— Start Extracted material —

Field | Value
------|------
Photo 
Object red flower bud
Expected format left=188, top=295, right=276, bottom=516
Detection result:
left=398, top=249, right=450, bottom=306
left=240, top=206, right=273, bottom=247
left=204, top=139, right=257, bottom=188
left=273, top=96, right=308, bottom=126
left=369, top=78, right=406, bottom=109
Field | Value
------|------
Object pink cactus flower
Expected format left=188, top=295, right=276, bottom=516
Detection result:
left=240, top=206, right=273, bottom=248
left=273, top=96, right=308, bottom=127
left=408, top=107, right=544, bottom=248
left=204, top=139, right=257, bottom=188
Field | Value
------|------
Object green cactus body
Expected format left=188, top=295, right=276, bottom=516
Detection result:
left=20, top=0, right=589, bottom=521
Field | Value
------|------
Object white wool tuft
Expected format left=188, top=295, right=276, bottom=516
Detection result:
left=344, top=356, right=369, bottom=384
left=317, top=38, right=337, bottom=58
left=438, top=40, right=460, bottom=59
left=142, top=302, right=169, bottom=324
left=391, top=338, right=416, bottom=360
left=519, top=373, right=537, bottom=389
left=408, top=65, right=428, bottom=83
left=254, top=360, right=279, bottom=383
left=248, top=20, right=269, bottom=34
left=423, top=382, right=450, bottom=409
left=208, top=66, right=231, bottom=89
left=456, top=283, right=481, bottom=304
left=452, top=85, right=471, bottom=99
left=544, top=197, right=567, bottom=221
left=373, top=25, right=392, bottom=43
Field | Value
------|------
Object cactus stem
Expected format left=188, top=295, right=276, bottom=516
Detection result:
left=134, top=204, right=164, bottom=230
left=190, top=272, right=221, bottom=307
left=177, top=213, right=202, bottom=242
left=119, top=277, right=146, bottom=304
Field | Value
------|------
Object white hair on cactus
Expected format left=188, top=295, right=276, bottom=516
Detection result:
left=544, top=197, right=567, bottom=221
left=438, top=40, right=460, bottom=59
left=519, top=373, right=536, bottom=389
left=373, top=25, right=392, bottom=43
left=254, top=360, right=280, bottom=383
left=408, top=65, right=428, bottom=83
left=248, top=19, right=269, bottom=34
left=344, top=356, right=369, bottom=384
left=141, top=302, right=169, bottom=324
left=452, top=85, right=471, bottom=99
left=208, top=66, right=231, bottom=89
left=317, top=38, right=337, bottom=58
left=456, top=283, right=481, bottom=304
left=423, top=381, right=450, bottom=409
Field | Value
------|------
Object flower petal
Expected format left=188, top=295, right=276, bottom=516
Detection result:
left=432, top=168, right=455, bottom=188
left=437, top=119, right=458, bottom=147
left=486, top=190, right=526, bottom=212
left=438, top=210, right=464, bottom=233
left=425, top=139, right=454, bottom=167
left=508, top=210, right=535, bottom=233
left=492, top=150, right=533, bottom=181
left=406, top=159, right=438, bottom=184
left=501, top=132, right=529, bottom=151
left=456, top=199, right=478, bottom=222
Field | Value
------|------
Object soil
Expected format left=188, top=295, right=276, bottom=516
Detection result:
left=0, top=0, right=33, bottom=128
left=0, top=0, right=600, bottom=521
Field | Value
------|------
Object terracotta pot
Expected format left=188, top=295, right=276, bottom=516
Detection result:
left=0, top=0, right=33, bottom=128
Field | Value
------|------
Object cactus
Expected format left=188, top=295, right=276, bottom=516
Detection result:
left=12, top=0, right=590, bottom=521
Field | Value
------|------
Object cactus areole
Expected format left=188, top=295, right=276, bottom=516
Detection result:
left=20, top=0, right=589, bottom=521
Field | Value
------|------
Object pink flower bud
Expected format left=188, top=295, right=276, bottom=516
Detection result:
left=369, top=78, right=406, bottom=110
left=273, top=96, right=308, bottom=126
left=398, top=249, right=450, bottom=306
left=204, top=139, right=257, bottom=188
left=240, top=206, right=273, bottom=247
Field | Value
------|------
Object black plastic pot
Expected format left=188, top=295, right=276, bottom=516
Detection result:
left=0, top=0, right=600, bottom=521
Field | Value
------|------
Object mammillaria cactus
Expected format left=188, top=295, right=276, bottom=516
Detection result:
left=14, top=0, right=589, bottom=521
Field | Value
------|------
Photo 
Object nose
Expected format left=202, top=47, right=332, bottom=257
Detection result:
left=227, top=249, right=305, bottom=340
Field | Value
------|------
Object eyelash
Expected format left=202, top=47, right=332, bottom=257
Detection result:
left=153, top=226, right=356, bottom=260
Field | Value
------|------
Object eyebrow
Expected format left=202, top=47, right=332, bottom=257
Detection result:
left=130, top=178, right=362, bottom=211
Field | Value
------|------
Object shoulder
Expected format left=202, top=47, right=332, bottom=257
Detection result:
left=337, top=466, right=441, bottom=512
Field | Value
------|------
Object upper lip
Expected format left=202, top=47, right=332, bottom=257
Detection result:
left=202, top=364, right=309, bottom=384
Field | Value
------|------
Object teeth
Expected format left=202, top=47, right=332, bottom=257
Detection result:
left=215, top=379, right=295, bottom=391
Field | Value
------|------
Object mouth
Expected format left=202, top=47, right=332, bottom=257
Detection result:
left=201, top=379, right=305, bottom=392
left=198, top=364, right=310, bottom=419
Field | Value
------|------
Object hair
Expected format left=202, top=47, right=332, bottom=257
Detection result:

— End Extracted material —

#### [Work instructions]
Reproduce each line verbatim.

#### [Complete response]
Field | Value
------|------
Photo 
Object red flower bud
Expected format left=188, top=295, right=276, bottom=516
Detection result:
left=398, top=249, right=450, bottom=306
left=240, top=206, right=273, bottom=247
left=204, top=139, right=257, bottom=188
left=273, top=96, right=308, bottom=126
left=369, top=78, right=406, bottom=109
Field | Value
------|------
Object pink cactus flower
Expected format left=188, top=295, right=276, bottom=516
Detection result:
left=240, top=206, right=273, bottom=248
left=273, top=96, right=308, bottom=127
left=408, top=107, right=544, bottom=248
left=204, top=139, right=257, bottom=188
Field | Value
------|------
Object green cactus body
Expected format left=188, top=295, right=276, bottom=516
Detection result:
left=20, top=0, right=589, bottom=521
Field | Value
------|------
Object white wool tuft
Expected format left=188, top=295, right=276, bottom=516
Detection result:
left=344, top=356, right=369, bottom=384
left=317, top=38, right=337, bottom=58
left=438, top=40, right=460, bottom=59
left=142, top=302, right=169, bottom=324
left=391, top=338, right=416, bottom=360
left=519, top=373, right=537, bottom=389
left=408, top=65, right=428, bottom=83
left=254, top=360, right=279, bottom=383
left=248, top=20, right=269, bottom=34
left=423, top=382, right=450, bottom=409
left=208, top=66, right=231, bottom=89
left=456, top=283, right=481, bottom=304
left=452, top=85, right=471, bottom=99
left=544, top=197, right=567, bottom=221
left=373, top=25, right=392, bottom=43
Field | Value
------|------
Object cactus stem
Expected format left=188, top=295, right=276, bottom=516
Detection result:
left=134, top=204, right=164, bottom=230
left=190, top=272, right=221, bottom=307
left=177, top=213, right=202, bottom=242
left=119, top=277, right=146, bottom=304
Field | Value
------|------
Object white hair on cactus
Expected format left=188, top=295, right=276, bottom=516
Detection result:
left=544, top=197, right=567, bottom=221
left=438, top=40, right=460, bottom=59
left=519, top=373, right=536, bottom=389
left=373, top=25, right=392, bottom=43
left=254, top=360, right=280, bottom=383
left=408, top=65, right=428, bottom=83
left=248, top=19, right=269, bottom=34
left=344, top=356, right=369, bottom=384
left=141, top=302, right=169, bottom=324
left=452, top=85, right=471, bottom=99
left=208, top=66, right=231, bottom=89
left=317, top=38, right=337, bottom=58
left=456, top=283, right=481, bottom=304
left=423, top=381, right=450, bottom=409
Field | Value
------|------
Object flower petal
Expected format left=188, top=295, right=276, bottom=516
Detection result:
left=432, top=168, right=455, bottom=188
left=437, top=119, right=458, bottom=147
left=486, top=190, right=526, bottom=212
left=438, top=210, right=464, bottom=233
left=425, top=139, right=454, bottom=167
left=508, top=210, right=535, bottom=233
left=492, top=150, right=533, bottom=181
left=406, top=159, right=438, bottom=184
left=501, top=132, right=529, bottom=151
left=456, top=199, right=478, bottom=222
Field | Value
------|------
Object soil
Expected format left=188, top=295, right=276, bottom=516
Detection result:
left=0, top=0, right=33, bottom=128
left=0, top=0, right=600, bottom=521
Field | Value
------|------
Object terracotta pot
Expected format left=188, top=295, right=276, bottom=516
Detection result:
left=0, top=0, right=33, bottom=128
Field | Value
------|------
Object cactus
Expected format left=188, top=295, right=276, bottom=516
Detection result:
left=12, top=0, right=590, bottom=521
Field | Value
------|------
Object cactus areole
Expected format left=188, top=295, right=276, bottom=516
Detection result:
left=20, top=0, right=589, bottom=521
Field | Value
------|------
Object pink flower bud
Expected format left=188, top=295, right=276, bottom=516
Detection result:
left=369, top=78, right=406, bottom=110
left=273, top=96, right=308, bottom=126
left=398, top=249, right=450, bottom=306
left=204, top=139, right=257, bottom=188
left=240, top=206, right=273, bottom=247
Field | Value
------|------
Object black plastic pot
Expected format left=188, top=295, right=276, bottom=516
Detection result:
left=0, top=0, right=600, bottom=521
Field | Value
------|------
Object mammillaria cactus
Expected format left=188, top=295, right=276, bottom=516
Detection result:
left=14, top=0, right=589, bottom=521
Field | Value
------|------
Photo 
Object nose
Expected format left=202, top=47, right=332, bottom=257
Detection result:
left=227, top=249, right=305, bottom=340
Field | Value
------|------
Object eyelash
Expected format left=202, top=47, right=332, bottom=257
Detection result:
left=153, top=226, right=356, bottom=260
Field | Value
------|------
Object eyebrow
Expected format left=202, top=47, right=332, bottom=257
Detection result:
left=130, top=178, right=362, bottom=211
Field | Value
------|------
Object shoulder
Expected format left=202, top=47, right=332, bottom=257
Detection result:
left=337, top=466, right=441, bottom=512
Field | Value
------|------
Object upper lip
Expected format left=202, top=47, right=332, bottom=257
Detection result:
left=202, top=364, right=309, bottom=384
Field | Value
------|------
Object teeth
Expected format left=202, top=47, right=332, bottom=257
Detection result:
left=215, top=379, right=295, bottom=391
Field | Value
------|------
Object mouth
Expected format left=202, top=47, right=332, bottom=257
Detection result:
left=201, top=379, right=305, bottom=392
left=198, top=364, right=310, bottom=419
Field | Value
------|------
Object hair
Expected format left=202, top=47, right=332, bottom=257
Detection result:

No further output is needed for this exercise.